- **What you need to do**:
The entries follow. Please return all of them exactly.

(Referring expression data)
╭──

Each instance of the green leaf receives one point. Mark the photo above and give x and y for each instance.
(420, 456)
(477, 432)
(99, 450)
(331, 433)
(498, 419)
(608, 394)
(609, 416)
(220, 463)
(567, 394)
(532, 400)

╰──

- **Final answer**:
Each instance of the green leaf receives one point. Mark the photo above and give x and y for each instance.
(420, 456)
(477, 432)
(99, 450)
(331, 433)
(498, 419)
(608, 394)
(609, 416)
(220, 463)
(567, 394)
(532, 400)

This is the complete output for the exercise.